▸ Supplied text
------------------------------------

Gradient Descent

Watching a ball roll downhill — and feeling why momentum matters.

Optimization is the engine of machine learning. Gradient descent is how a model finds its way to a good solution — not by magic, but by walking downhill on a landscape of error. This visualization lets you watch that walk happen, see how step size affects the journey, and feel why momentum transforms a stumbling descent into a flowing path. The Rosenbrock function is the terrain: a deceptively simple valley that has frustrated optimizers for decades.

Learning Rate
0.002

Momentum
0.9

Click anywhere on the surface to start a new optimization path from that point.

The Rosenbrock Function

The terrain comes from a classic optimization benchmark: the Rosenbrock function, defined as f(x, y) = (a - x)² + b(y - x²)². With parameters a=1 and b=100, it creates a narrow curved valley that winds toward the minimum at (1, 1). The global optimum sits inside a parabolic valley whose walls steepen dramatically away from the center. This geometry makes it a perfect test case: gradient descent must navigate not just downhill, but along a curved valley floor.

------------------------------------

▸ Items stored from a collection
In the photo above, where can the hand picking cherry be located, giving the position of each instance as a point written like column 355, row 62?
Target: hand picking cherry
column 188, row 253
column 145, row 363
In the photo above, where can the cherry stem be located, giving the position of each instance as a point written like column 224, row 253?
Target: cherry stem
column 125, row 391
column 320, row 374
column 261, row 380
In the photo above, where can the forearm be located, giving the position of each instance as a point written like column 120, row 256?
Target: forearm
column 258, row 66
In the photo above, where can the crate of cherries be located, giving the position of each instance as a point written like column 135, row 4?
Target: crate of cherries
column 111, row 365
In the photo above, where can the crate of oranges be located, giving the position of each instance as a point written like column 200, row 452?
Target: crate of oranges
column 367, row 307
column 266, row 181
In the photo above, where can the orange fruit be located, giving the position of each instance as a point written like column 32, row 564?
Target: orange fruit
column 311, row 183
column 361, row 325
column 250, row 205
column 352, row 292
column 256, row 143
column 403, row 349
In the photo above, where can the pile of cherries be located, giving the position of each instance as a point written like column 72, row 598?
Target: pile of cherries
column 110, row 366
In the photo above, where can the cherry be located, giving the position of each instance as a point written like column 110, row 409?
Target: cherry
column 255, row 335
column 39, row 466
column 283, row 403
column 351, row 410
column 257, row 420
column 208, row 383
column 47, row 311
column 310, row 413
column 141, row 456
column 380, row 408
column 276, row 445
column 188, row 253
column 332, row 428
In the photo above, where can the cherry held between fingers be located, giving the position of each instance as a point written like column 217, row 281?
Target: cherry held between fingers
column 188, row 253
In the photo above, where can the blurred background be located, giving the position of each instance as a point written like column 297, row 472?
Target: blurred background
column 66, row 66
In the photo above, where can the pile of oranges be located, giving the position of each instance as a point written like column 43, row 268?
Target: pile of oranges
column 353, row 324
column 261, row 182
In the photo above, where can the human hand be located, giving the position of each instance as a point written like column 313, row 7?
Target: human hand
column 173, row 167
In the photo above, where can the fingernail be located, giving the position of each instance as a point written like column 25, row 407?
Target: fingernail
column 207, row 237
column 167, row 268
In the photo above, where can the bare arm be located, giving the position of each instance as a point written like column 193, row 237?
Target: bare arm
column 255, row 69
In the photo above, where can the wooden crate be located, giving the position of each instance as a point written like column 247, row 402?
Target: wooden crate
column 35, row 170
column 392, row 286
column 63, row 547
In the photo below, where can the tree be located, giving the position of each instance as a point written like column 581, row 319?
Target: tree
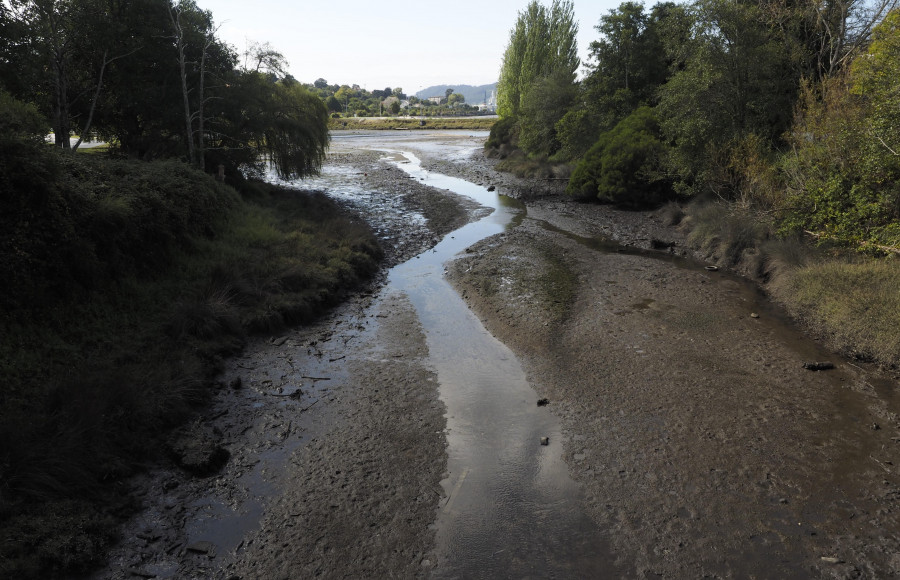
column 333, row 104
column 628, row 65
column 542, row 59
column 542, row 44
column 842, row 173
column 734, row 87
column 624, row 166
column 543, row 106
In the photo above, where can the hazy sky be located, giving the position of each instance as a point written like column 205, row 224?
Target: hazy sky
column 391, row 43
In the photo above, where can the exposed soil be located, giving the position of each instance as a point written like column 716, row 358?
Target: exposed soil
column 701, row 444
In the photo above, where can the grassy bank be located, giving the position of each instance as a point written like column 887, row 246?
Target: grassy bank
column 430, row 123
column 124, row 286
column 848, row 298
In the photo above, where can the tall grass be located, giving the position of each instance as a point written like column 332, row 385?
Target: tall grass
column 849, row 298
column 854, row 303
column 128, row 284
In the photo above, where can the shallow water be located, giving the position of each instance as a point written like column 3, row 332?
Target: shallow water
column 511, row 508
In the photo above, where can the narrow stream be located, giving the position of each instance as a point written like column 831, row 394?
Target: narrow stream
column 511, row 508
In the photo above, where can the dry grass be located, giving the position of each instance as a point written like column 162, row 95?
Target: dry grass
column 854, row 302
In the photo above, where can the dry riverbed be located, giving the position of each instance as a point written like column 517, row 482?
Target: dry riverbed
column 702, row 446
column 701, row 442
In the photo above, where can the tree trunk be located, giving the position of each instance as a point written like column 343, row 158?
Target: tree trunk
column 61, row 123
column 175, row 16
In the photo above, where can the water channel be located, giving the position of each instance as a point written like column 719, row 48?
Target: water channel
column 509, row 507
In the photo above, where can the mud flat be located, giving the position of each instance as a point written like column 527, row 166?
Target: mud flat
column 698, row 443
column 701, row 443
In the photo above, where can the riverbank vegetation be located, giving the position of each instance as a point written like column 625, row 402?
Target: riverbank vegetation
column 775, row 122
column 125, row 283
column 130, row 273
column 354, row 102
column 482, row 123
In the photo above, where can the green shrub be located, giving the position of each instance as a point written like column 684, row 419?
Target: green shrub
column 124, row 283
column 21, row 121
column 504, row 137
column 623, row 166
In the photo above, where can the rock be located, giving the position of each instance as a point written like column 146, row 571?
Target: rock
column 818, row 366
column 203, row 547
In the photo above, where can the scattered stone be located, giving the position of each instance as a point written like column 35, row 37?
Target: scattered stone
column 818, row 366
column 203, row 547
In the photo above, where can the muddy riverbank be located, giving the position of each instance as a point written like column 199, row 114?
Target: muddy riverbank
column 699, row 444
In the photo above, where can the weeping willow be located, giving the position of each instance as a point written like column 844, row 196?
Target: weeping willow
column 295, row 138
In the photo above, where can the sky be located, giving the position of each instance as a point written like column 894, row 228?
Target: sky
column 393, row 43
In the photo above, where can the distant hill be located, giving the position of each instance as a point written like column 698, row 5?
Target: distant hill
column 473, row 95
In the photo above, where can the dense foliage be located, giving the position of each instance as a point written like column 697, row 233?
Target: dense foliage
column 624, row 166
column 150, row 77
column 791, row 108
column 125, row 282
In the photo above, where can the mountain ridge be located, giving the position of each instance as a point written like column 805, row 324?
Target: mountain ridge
column 474, row 94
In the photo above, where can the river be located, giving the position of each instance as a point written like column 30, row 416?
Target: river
column 401, row 437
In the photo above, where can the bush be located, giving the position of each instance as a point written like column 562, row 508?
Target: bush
column 504, row 138
column 624, row 165
column 20, row 121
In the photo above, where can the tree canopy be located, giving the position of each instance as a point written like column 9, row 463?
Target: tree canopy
column 152, row 78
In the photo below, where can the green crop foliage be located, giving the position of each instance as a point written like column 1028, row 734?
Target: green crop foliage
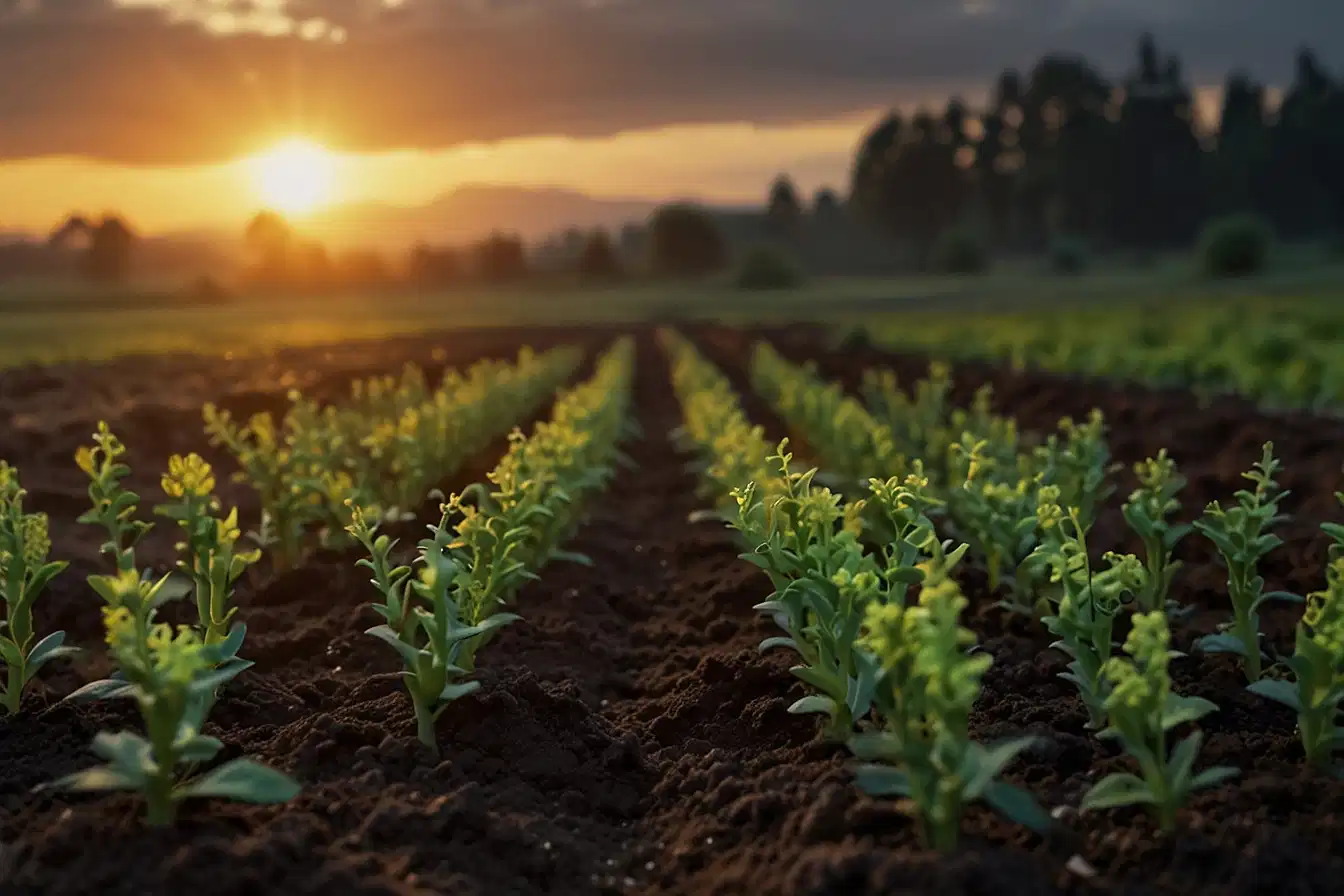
column 926, row 687
column 1242, row 535
column 1087, row 599
column 1148, row 512
column 172, row 676
column 807, row 540
column 385, row 450
column 424, row 621
column 1143, row 711
column 208, row 559
column 836, row 426
column 492, row 539
column 730, row 449
column 24, row 572
column 210, row 555
column 1317, row 669
column 1278, row 351
column 113, row 505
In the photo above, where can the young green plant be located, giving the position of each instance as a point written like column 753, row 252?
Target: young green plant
column 113, row 505
column 172, row 679
column 922, row 752
column 1242, row 535
column 1149, row 513
column 24, row 572
column 1143, row 711
column 422, row 621
column 1086, row 602
column 210, row 555
column 1317, row 666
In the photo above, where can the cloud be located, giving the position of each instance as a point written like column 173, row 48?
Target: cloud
column 187, row 81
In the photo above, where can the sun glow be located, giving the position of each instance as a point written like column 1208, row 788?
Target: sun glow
column 296, row 176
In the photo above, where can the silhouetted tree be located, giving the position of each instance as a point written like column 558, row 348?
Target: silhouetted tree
column 825, row 204
column 501, row 258
column 597, row 259
column 784, row 211
column 270, row 239
column 433, row 267
column 686, row 242
column 106, row 246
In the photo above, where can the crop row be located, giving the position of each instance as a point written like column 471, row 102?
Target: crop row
column 1281, row 353
column 895, row 672
column 385, row 449
column 438, row 614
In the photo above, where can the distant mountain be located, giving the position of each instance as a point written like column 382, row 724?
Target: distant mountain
column 472, row 212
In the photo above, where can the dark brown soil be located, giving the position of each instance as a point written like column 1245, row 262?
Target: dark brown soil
column 629, row 738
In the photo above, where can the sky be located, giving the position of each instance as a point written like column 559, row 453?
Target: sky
column 153, row 106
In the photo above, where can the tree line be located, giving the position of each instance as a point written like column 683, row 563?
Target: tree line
column 1063, row 151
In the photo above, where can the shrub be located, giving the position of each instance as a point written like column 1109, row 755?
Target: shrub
column 1067, row 255
column 501, row 258
column 960, row 251
column 598, row 259
column 686, row 242
column 766, row 267
column 1234, row 246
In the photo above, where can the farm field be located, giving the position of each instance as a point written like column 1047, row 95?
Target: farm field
column 1282, row 352
column 628, row 735
column 74, row 324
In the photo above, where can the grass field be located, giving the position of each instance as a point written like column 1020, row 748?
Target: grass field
column 43, row 325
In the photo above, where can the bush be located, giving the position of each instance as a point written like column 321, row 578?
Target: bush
column 960, row 251
column 598, row 259
column 1234, row 246
column 1067, row 255
column 766, row 267
column 686, row 242
column 501, row 258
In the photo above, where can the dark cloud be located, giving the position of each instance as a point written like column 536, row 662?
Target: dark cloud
column 152, row 81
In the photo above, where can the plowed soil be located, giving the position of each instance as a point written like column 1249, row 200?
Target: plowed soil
column 629, row 738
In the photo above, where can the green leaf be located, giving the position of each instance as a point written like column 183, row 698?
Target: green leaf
column 104, row 778
column 127, row 751
column 1117, row 790
column 1222, row 644
column 245, row 781
column 105, row 689
column 211, row 681
column 1018, row 805
column 49, row 649
column 199, row 748
column 985, row 763
column 1180, row 709
column 1278, row 691
column 1182, row 763
column 769, row 644
column 1212, row 777
column 880, row 781
column 454, row 691
column 875, row 746
column 410, row 656
column 10, row 653
column 1284, row 597
column 813, row 703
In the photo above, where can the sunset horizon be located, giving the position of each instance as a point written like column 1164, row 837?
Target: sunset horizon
column 409, row 101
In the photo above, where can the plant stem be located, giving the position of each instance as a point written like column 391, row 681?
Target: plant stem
column 159, row 786
column 425, row 723
column 14, row 691
column 1249, row 634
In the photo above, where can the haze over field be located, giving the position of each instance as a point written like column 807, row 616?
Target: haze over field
column 161, row 108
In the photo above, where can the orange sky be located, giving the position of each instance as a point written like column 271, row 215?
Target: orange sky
column 729, row 163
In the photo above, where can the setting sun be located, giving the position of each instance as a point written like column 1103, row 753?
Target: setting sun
column 295, row 176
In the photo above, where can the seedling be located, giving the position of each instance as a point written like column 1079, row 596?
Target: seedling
column 1143, row 711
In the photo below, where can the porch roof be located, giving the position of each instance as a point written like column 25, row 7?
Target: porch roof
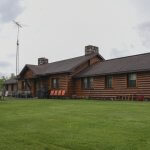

------------------------------------

▸ Task set
[a] Retype the records word for word, beginning at the first line of the records and stopping after the line that contains "column 403, row 349".
[b] Continue the gradient descent page from its last sentence.

▸ The replies
[a]
In the photo above, where can the hand picking cherry be located, giving the position of each instance as a point written like column 355, row 62?
Target: hand picking cherry
column 188, row 253
column 145, row 363
In the photo above, where can the cherry stem be located, giving the position of each instance as a point written like column 224, row 253?
Target: cherry stem
column 125, row 391
column 320, row 374
column 261, row 380
In the photo above, where can the forearm be located, giving the position of each instance as a point written like column 120, row 256?
Target: forearm
column 258, row 66
In the photo above, where can the crate of cherries be located, giving the position of each instance as a point written like column 135, row 4?
Target: crate of cherries
column 111, row 365
In the photo above, where can the crate of oranges be located, giving the position of each instance as a point written like column 200, row 452?
Target: crate of oranges
column 367, row 307
column 266, row 181
In the photo above, where can the orange fruit be located, giving the position of each instance as a point written like column 32, row 564?
Target: orange fruit
column 311, row 183
column 361, row 325
column 250, row 205
column 352, row 292
column 256, row 143
column 403, row 349

[b]
function rosenbrock(x, y) {
  const a = 1;
  const b = 100;
  return Math.pow(a - x, 2) + b * Math.pow(y - x * x, 2);
}

The function's deceptive simplicity hides why it's difficult. The minimum lies in a narrow groove that winds through parameter space. Approaching from most starting points, the gradient points steeply across the valley rather than along it — you can see this in how the contour lines squeeze together. A naive descent will oscillate across the valley walls, making slow progress along the valley floor.

Gradient Computation

At each point, the optimizer needs to know which direction is downhill. The gradient — a vector of partial derivatives — points to the steepest ascent. Negative that vector points to the steepest descent. For Rosenbrock, the gradient is computed analytically: ∂f/∂x = -2(a - x) - 4bx(y - x²) and ∂f/∂y = 2b(y - x²).

function gradient(x, y) {
  const a = 1;
  const b = 100;
  const dfdx = -2 * (a - x) - 4 * b * x * (y - x * x);
  const dfdy = 2 * b * (y - x * x);
  return [dfdx, dfdy];
}

The gradient is expensive in high dimensions but essential. In this 2D visualization, you can see the gradient vector as the direction the particle would move without momentum — directly toward the nearest downhill point. But raw gradient descent has a problem: it doesn't build velocity. Each step starts fresh, losing whatever motion it accumulated.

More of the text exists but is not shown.